Em Esparta, o
Estado tomava os meninos das famílias para treiná-los na arte da guerra
Um visitante de
uma cidade do norte chegou a Esparta em 480 a.C. Foi bem recebido e
experimentou a melas zomos, prato típico e orgulho da cidade-estado: uma sopa à
base de porco, vinagre, sal e (muito) sangue suíno. Depois de provar a iguaria,
sua conclusão foi rápida: "Agora entendo o motivo de os espartanos estarem
sempre tão preparados para morrer". A anedota sobre a sopa sangrenta
resume bem a vida da cidade. Os homoioi, os cidadãos espartanos, cresciam
comendo mal e viviam com fome, enfrentavam-se entre si e suportavam um
treinamento militar tão intenso que até soldados do Bope pediriam para sair na
primeira semana. Os filhos da elite da cidade tinham vida dura desde o berço.
Isso se o bebê sobrevivesse ao parecer do conselho dos anciãos - há referências
textuais em Xenofonte e Plutarco de que bebês fora dos padrões da cidade eram
mortos, arremessados ou abandonados, no monte Taigeto. "O infanticídio era
comum na Grécia antiga, mas Esparta era a única a praticá-lo colocando a
decisão nas mãos do Estado, e não na dos pais", afirma Paul Cartledge,
autor de Spartans (sem edição em português) e professor de cultura grega na
Universidade de Cambridge. "A palavra final era do conselho dos anciãos:
eles é que decidiam se a criança estava apta a continuar viva ou teria de ser
morta."

▬▬▬▬▬▬▬▬▬▬

Pode citar literalmente, do texto acima sobre Esparta, tudo o que vai de "Em Esparta, o" até "desde o berço."? As linhas seguintes provêm de outra fonte.

» **DADOS FORNECIDOS**:
▬▬▬▬▬▬▬▬▬▬

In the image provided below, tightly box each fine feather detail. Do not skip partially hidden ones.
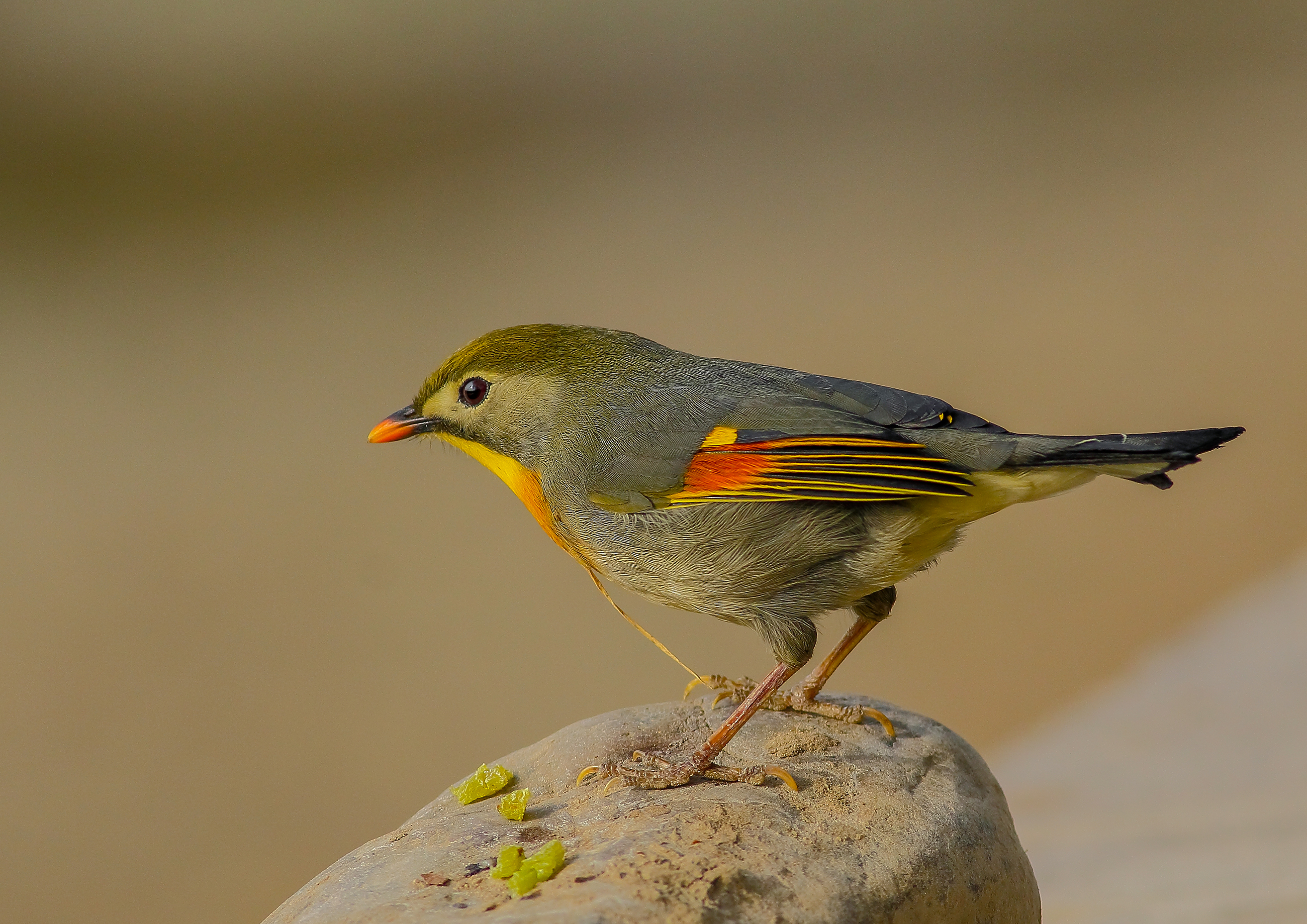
[667,428,971,506]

▬▬▬▬▬▬▬▬▬▬

» **RESULTADO**:
Em Esparta, o
Estado tomava os meninos das famílias para treiná-los na arte da guerra
Um visitante de
uma cidade do norte chegou a Esparta em 480 a.C. Foi bem recebido e
experimentou a melas zomos, prato típico e orgulho da cidade-estado: uma sopa à
base de porco, vinagre, sal e (muito) sangue suíno. Depois de provar a iguaria,
sua conclusão foi rápida: "Agora entendo o motivo de os espartanos estarem
sempre tão preparados para morrer". A anedota sobre a sopa sangrenta
resume bem a vida da cidade. Os homoioi, os cidadãos espartanos, cresciam
comendo mal e viviam com fome, enfrentavam-se entre si e suportavam um
treinamento militar tão intenso que até soldados do Bope pediriam para sair na
primeira semana. Os filhos da elite da cidade tinham vida dura desde o berço.